Goal: Rename "cathedral spire" to "church steeple" throughout the items below, and change nothing else.

Data records
════════════════════

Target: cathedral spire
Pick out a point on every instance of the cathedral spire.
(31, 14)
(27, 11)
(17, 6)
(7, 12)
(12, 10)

════════════════════

Output of the task:
Target: church steeple
Pick out a point on every instance of the church steeple.
(31, 14)
(27, 11)
(17, 6)
(7, 12)
(12, 10)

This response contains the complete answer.